Copy each of the rows below word for word, keeping every character and line as it is.

+++ Recorded data +++

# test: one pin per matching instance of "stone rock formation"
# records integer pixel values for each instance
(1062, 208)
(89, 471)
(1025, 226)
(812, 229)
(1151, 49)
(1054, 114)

+++

#### [Correct response]
# test: one pin per matching instance of "stone rock formation"
# records integer pixel values for each instance
(1062, 208)
(89, 471)
(1025, 226)
(812, 229)
(1151, 49)
(1054, 114)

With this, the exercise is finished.